▶ _WRITTEN REQUEST A_
According to the SDK file upload document, how long does uploadSessionFiles wait for responses before timing out?

▶ _PASSAGE PROVIDED_
<<<<
Skip to main content

SDK File Upload Implementation - Complete

Overview

This document describes the complete implementation of file upload functionality in the roboticks-SDK, integrating with AWS IoT presigned URLs for secure, direct-to-S3 uploads.

Implementation Summary

1. ✅ Session Control (Completed Previously)

  • Disabled auto-session creation
  • Added startSession() and stopSession() methods
  • MQTT-based remote commands (START_SESSION, STOP_SESSION)
  • ZeroMQ-based module-to-DeviceManager commands
  • HelloWorld module demonstration

2. ✅ File Upload During Session Teardown

Implementation Location: DeviceManager.cpp lines 1808-2033

Key Methods

uploadSessionFiles(session_id) - Main upload orchestrator
  • Retrieves all artifacts from completed session
  • Subscribes to file upload response topic
  • Requests presigned URL for each artifact
  • Waits for responses with 30-second timeout
  • Returns true if all files uploaded successfully
requestPresignedUrl(session_id, filename, content_type, size_mb) - Request handler
  • Creates FileUploadRequest tracking structure
  • Publishes to roboticks/fleet/{dsn}/file_upload/request with:
    {
      "session_id": 123,
      "filename": "image.jpg",
      "content_type": "image/jpeg",
      "size_mb": 5
    }
    
  • Marks request as pending for callback tracking
onFileUploadResponse(topic, payload) - Response handler
  • Parses presigned URL and form fields from Lambda response
  • Extracts filename from S3 key
  • Calls uploadFileToS3() with presigned URL
  • Updates pending upload state
  • Notifies waiting threads via condition variable
uploadFileToS3(file_path, presigned_url, form_fields) - S3 uploader
  • TODO: Implement actual S3 upload using libcurl
  • Should perform multipart/form-data POST with:
    • All form_fields from presigned response
    • File content as last field
  • Currently logs operation and returns success (placeholder)
>>>>
Coordinate labeling data
<<<<
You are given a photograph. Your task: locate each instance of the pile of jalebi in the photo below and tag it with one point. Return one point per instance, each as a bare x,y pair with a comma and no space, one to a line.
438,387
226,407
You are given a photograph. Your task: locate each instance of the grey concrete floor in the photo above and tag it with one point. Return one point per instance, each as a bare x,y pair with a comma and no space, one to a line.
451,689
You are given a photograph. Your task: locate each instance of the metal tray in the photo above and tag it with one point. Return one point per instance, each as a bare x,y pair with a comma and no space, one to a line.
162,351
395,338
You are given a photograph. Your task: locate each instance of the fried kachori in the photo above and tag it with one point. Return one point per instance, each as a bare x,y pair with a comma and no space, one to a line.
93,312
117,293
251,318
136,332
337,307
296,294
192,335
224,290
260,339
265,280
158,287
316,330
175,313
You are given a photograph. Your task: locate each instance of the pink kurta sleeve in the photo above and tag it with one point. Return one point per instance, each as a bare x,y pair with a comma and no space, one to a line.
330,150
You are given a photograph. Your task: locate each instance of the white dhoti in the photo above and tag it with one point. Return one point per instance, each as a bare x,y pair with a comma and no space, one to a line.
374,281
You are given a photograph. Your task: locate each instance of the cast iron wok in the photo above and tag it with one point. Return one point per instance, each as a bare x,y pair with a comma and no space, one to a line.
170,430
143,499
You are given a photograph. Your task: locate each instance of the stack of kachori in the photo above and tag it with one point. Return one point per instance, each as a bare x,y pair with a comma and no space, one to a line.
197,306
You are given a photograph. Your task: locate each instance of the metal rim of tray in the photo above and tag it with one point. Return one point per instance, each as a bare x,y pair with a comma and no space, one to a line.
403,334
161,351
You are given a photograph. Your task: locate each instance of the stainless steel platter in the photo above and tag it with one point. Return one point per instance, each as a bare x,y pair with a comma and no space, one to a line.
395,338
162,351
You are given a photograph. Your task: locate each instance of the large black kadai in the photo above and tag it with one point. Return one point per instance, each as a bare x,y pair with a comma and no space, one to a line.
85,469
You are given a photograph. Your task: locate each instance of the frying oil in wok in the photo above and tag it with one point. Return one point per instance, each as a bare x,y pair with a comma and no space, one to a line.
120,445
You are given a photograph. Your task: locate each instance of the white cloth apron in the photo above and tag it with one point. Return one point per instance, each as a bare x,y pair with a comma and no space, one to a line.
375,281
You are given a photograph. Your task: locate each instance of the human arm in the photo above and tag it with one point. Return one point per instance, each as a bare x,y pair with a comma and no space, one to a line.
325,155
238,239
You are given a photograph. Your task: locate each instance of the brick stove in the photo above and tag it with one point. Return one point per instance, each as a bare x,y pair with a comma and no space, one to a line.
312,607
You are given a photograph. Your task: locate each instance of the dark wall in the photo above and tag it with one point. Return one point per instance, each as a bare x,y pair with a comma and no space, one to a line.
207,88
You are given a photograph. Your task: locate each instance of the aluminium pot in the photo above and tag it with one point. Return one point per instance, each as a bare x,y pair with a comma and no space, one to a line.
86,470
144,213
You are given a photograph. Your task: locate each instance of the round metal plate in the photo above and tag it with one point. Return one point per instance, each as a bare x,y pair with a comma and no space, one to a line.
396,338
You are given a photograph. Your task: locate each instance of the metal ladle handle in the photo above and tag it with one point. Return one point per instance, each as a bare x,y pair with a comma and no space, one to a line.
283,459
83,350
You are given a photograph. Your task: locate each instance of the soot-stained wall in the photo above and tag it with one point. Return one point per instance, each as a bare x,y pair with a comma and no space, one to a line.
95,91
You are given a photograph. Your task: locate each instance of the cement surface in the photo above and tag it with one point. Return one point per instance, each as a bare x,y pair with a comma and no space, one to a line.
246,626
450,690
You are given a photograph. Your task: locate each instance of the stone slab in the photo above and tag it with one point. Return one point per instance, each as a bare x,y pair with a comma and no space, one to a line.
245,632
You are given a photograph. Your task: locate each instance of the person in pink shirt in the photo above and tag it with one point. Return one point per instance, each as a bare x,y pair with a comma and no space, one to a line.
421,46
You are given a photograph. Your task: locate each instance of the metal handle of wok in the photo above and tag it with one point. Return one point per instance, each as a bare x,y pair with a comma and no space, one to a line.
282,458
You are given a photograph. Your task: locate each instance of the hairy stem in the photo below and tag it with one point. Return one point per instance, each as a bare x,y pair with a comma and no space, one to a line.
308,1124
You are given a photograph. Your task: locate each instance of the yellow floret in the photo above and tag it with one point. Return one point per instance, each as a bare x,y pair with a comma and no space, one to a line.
>>>>
▶ _WRITTEN REQUEST B_
Copy the records above word for word, from the line with "of the cement" up to and including the final line of the records.

▶ _WORKED ANSWER A_
30 seconds.

▶ _WORKED ANSWER B_
You are given a photograph. Your task: locate each instance of the cement surface in the photo above and tag it with one point. Return one point per instance, each as a bare x,y pair with a comma and no space, one to a line.
246,626
450,690
You are given a photograph. Your task: locate each instance of the stone slab in the photo above and tag it with one point. Return one point per instance, each as a bare x,y pair with a comma and no space, one to a line.
245,632
You are given a photograph. Your task: locate each instance of the person in pink shirt in the photo above and tag it with one point. Return one point per instance, each as a bare x,y pair with a comma and no space, one to a line.
421,46
You are given a photograph. Your task: locate each instance of the metal handle of wok in the photo above and tag it with one point. Return one point per instance, each as a bare x,y pair with a comma and no space, one to a line.
282,458
You are given a photograph. Your task: locate each instance of the hairy stem in the photo below and tag it with one point. Return one point per instance, each as a bare x,y pair with a comma and no space, one to a line.
308,1124
You are given a photograph. Your task: locate each instance of the yellow floret in the photo above and tag it with one point. Return one point per instance, each as a bare x,y pair with a comma and no space, one to a line.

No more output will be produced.